PÁGINA:
Texto de Paula Rios, jurista e profissional de seguros
Sempre acreditei que podemos conciliar as várias facetas da nossa vida – pessoal e professional, hobbies, cultura, desporto, etc, pelo que para mim o conceito de “conciliação” é algo muito natural.
Estranhamente, este não foi o caso das mulheres da minha família – enquanto que a minha avó era uma dona de casa tradicional, a minha mãe foi totalmente o contrário, muito focada e com paixão pela sua carreira de professora universitária. Quanto a mim, sempre quis juntar esses dois mundos, achando que poderia conciliar muito bem casamento e carreira. Quando decidi ter filhos, continuei determinada em encontrar um equilíbrio entre todas essas facetas da minha vida – porque todas faziam parte do meu projecto de vida.

EXCERTOS DA LISTAGEM:
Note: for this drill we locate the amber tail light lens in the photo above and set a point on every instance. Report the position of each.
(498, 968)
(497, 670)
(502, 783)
---
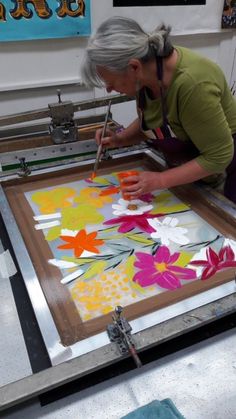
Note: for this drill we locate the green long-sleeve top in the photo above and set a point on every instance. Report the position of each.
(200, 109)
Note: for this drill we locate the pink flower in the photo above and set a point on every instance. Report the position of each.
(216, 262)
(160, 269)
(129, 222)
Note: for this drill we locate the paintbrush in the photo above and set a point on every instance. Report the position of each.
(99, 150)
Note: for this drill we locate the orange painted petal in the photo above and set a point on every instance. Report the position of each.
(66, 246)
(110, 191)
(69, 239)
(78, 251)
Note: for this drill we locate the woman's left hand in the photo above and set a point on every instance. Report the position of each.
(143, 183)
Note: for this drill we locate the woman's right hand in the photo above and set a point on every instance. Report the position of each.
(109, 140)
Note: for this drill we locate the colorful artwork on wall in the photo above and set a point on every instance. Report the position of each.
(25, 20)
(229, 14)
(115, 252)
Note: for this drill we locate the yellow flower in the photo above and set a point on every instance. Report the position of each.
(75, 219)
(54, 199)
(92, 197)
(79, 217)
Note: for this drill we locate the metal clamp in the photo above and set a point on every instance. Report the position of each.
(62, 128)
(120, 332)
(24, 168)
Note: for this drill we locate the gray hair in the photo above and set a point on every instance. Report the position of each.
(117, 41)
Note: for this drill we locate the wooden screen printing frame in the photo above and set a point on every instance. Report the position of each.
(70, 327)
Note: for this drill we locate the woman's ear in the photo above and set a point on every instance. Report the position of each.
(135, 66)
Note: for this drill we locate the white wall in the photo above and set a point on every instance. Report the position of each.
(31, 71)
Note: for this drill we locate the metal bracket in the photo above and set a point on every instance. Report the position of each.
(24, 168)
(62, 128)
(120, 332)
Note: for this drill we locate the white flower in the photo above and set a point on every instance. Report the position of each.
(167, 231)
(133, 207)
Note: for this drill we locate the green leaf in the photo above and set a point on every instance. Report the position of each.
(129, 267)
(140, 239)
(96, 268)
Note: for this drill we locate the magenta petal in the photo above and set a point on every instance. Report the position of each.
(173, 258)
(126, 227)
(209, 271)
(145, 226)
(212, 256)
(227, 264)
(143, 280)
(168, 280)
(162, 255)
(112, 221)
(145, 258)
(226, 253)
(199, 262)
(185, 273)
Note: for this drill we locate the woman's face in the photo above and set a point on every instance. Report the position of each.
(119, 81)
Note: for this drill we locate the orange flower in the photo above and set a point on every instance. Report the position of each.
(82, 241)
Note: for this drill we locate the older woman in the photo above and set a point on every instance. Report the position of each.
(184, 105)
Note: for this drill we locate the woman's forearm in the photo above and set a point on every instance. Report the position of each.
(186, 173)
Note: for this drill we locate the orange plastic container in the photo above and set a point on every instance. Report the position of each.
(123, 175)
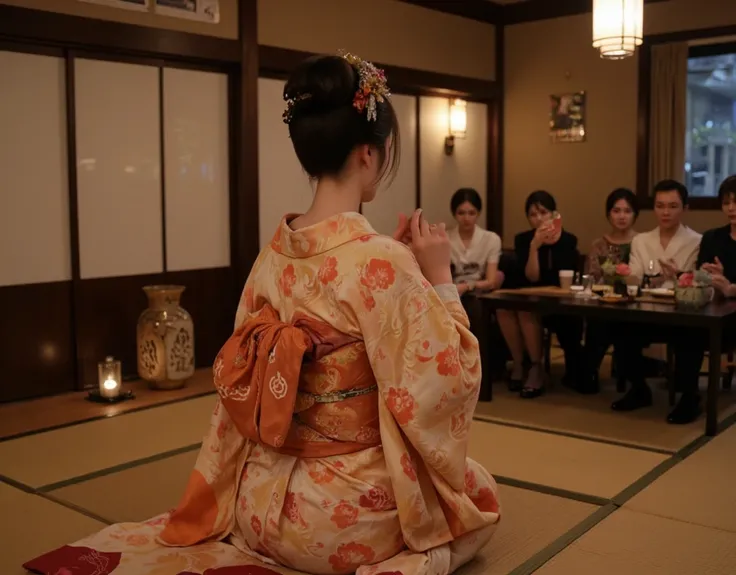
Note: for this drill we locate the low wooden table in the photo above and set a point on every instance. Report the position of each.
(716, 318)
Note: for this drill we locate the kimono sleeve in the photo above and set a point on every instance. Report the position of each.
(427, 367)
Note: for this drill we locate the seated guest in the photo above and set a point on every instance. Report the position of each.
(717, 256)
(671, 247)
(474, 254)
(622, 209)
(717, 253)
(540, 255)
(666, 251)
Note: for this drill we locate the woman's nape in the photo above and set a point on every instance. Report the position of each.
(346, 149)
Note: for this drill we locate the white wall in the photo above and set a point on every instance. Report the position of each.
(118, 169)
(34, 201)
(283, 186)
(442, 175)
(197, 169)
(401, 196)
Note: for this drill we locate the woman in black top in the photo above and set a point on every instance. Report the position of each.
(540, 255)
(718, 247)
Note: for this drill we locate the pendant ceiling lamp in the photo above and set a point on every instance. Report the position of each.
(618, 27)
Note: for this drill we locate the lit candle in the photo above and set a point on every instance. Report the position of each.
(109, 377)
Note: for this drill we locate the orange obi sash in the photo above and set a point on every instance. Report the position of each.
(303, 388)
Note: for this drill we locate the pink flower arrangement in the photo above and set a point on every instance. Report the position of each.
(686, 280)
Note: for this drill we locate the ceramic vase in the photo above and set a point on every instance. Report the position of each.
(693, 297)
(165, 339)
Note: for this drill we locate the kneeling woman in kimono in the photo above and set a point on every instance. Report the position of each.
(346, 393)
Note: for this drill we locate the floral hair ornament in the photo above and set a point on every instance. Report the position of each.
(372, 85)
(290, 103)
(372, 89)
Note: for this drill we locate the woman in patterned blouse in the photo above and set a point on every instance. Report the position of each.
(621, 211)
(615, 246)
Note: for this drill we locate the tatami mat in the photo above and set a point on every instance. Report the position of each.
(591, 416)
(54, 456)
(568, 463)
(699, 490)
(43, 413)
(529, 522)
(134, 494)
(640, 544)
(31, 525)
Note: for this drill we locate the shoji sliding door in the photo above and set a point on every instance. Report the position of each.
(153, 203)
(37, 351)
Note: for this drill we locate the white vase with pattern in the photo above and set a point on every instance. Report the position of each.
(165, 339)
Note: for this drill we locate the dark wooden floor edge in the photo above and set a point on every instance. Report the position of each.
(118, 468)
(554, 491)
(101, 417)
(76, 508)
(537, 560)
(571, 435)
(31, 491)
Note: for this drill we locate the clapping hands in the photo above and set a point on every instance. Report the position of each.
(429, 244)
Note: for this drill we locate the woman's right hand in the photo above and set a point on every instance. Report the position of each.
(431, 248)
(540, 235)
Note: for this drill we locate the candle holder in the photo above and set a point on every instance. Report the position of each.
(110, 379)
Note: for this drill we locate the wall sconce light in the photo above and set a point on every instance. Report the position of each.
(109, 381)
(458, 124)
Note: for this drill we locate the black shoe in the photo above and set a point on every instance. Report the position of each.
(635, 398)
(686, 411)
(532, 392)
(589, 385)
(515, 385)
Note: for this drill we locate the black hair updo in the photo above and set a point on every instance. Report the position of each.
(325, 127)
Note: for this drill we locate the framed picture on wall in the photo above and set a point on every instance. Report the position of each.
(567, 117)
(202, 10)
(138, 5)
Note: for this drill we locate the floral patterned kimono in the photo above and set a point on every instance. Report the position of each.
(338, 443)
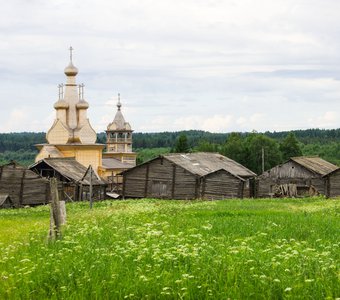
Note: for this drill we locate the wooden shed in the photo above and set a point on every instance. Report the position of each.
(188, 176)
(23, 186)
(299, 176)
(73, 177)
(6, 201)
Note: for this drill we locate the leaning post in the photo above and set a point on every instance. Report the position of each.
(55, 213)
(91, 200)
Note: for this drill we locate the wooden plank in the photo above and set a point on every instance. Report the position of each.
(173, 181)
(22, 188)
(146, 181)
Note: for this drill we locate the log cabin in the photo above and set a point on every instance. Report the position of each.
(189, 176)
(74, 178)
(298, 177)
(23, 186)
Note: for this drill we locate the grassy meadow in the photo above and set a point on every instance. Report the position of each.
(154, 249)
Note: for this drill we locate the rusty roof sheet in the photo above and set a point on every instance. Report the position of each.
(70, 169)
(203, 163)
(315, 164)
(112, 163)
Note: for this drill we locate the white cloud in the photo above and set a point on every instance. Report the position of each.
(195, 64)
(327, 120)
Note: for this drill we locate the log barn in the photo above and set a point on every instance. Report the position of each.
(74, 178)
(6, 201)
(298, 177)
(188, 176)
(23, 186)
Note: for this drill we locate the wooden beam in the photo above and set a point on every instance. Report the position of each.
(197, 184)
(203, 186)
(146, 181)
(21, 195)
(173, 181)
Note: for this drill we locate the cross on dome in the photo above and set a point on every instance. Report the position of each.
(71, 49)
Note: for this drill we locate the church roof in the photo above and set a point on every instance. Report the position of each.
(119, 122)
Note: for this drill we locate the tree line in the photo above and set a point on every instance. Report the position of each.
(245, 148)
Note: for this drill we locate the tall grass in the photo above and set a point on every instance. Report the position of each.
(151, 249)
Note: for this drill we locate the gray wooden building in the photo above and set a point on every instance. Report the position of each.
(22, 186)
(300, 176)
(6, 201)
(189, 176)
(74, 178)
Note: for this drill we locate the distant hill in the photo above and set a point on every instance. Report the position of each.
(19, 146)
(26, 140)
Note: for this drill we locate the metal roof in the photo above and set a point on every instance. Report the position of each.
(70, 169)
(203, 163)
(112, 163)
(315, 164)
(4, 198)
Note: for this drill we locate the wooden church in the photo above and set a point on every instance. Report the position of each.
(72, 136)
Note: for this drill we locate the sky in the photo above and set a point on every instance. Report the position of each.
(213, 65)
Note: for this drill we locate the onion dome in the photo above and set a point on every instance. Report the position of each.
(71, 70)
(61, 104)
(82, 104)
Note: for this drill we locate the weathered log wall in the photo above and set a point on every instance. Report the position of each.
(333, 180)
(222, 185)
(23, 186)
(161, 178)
--
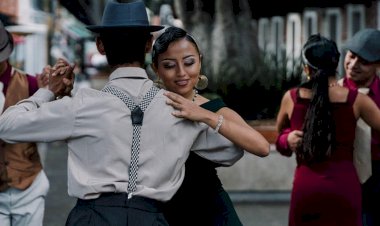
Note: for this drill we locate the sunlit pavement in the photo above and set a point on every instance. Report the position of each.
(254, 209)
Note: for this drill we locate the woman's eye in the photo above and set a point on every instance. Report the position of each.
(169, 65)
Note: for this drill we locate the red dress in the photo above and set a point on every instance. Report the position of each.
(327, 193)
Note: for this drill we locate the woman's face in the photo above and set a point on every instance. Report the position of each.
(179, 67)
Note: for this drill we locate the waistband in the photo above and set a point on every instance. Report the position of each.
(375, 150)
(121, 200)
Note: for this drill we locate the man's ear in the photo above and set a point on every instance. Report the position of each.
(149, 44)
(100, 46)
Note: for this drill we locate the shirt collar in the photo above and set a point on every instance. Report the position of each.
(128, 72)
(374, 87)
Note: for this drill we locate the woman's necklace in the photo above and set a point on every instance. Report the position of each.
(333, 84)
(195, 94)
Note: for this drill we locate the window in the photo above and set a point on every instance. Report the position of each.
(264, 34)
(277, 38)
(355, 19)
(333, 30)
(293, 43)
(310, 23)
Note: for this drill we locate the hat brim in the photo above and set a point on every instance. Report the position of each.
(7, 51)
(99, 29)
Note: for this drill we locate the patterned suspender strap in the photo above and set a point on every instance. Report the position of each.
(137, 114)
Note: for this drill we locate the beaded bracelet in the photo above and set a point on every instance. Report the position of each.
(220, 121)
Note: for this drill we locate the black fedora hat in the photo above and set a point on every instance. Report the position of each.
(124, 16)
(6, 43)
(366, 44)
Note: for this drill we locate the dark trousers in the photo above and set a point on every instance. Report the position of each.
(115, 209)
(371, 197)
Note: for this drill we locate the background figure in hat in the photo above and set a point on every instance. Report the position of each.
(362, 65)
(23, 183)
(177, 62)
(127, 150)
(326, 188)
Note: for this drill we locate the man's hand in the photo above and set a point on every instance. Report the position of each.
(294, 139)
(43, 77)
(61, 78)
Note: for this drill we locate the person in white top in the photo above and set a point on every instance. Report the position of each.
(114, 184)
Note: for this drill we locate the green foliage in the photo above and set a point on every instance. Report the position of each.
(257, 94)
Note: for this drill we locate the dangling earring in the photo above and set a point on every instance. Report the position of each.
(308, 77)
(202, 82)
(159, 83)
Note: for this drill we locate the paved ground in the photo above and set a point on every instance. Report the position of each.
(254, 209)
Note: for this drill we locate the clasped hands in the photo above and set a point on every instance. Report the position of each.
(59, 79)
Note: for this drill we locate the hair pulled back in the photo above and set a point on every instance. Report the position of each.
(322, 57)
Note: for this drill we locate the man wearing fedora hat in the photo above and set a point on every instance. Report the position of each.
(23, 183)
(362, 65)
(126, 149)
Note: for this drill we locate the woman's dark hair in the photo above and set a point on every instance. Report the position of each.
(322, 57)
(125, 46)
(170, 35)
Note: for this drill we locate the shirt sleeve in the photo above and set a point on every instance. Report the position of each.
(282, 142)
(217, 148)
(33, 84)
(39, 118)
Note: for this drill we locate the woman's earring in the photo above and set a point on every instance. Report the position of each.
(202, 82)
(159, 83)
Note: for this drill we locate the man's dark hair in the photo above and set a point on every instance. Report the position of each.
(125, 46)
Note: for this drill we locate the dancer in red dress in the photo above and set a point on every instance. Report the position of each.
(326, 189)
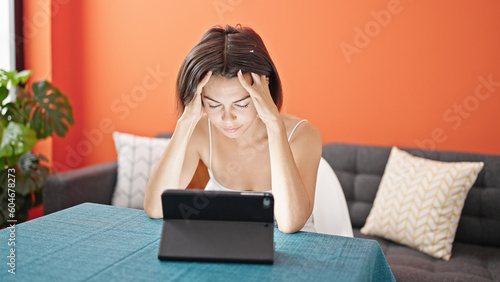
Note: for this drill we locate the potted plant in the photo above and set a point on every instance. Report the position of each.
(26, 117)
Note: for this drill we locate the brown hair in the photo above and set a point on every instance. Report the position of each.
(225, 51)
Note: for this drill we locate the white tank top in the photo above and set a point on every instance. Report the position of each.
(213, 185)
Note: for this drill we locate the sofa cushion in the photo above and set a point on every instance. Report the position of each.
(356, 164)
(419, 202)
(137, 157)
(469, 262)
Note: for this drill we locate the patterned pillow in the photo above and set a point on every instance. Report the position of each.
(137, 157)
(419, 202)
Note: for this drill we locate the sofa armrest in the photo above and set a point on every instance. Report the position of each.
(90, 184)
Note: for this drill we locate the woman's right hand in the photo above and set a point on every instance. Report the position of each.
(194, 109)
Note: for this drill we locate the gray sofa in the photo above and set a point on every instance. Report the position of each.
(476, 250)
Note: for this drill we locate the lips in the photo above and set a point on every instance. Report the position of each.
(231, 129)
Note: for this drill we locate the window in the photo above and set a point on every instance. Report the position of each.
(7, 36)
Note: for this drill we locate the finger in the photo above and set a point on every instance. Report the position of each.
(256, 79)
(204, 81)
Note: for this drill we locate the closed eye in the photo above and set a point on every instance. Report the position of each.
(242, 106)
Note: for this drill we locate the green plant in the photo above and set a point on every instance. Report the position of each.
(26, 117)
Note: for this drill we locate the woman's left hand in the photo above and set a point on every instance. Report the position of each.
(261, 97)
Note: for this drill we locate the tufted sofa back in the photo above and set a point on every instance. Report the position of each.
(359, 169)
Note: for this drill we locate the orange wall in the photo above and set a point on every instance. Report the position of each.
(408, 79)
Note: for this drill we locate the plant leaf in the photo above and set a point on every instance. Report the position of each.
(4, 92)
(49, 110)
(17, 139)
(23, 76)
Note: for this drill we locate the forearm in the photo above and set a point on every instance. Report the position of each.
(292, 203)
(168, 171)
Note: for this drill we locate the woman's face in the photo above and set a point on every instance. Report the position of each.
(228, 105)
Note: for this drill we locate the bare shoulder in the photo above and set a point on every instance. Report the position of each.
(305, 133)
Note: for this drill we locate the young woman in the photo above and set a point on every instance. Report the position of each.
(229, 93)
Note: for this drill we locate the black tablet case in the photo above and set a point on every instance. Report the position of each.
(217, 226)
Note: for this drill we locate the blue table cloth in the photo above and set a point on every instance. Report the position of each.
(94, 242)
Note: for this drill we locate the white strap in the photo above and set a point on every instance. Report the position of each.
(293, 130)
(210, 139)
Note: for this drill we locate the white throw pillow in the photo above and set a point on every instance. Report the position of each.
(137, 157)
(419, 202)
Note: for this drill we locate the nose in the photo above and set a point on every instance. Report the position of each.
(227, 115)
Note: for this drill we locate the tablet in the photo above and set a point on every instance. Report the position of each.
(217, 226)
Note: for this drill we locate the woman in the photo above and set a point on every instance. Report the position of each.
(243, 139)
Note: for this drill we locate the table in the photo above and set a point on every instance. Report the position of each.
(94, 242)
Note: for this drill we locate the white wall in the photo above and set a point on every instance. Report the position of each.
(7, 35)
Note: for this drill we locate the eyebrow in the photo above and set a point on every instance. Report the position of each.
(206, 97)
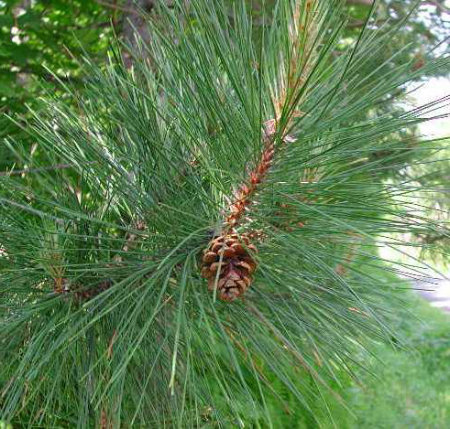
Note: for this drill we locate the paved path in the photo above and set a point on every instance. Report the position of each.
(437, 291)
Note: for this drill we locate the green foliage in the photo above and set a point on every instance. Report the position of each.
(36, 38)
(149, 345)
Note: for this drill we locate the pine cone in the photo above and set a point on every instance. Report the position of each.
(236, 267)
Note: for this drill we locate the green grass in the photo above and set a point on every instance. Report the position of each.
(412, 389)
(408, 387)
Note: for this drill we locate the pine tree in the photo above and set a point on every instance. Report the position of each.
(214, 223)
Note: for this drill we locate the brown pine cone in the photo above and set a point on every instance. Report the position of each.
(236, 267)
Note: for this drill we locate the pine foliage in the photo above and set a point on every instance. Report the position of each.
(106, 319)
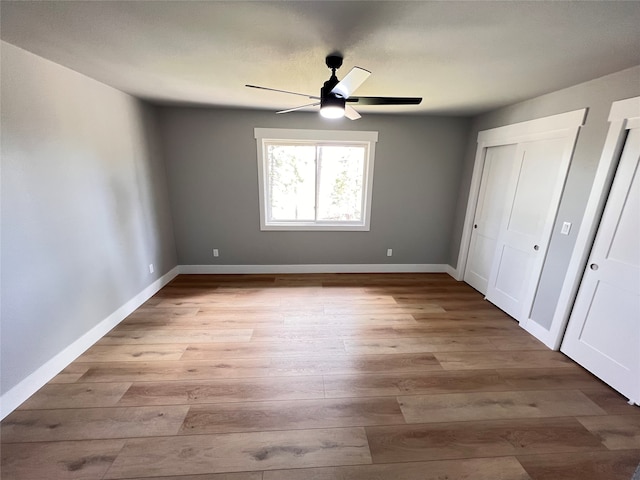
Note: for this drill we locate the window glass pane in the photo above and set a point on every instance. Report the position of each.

INSTRUÇÕES DAS TAREFAS:
1) Responda às seguintes perguntas sobre o texto acerca da conciliação:
(a) Que profissões são atribuídas a Paula Rios no cabeçalho?
(b) A que carreira se dedicava a mãe de quem escreve?
(c) Como é descrita a avó de quem escreve?
2) Indique, copiando-as por inteiro, todas as linhas da listagem em que aparece a palavra "sofa".
O texto e a listagem são materiais independentes um do outro.

RESPOSTAS ÀS TAREFAS:
1)
(a) Jurista e profissional de seguros.
(b) À carreira de professora universitária.
(c) Como uma dona de casa tradicional.

2)
Note: for this drill we locate the sofa cushion in the photo above and set a point on every instance. Report the position of each.
Note: for this drill we locate the sofa armrest in the photo above and set a point on every instance. Report the position of each.
Note: for this drill we locate the gray sofa in the photo above and set a point on every instance. Report the position of each.
Note: for this drill we locate the tufted sofa back in the photo above and set a point on every instance. Report the position of each.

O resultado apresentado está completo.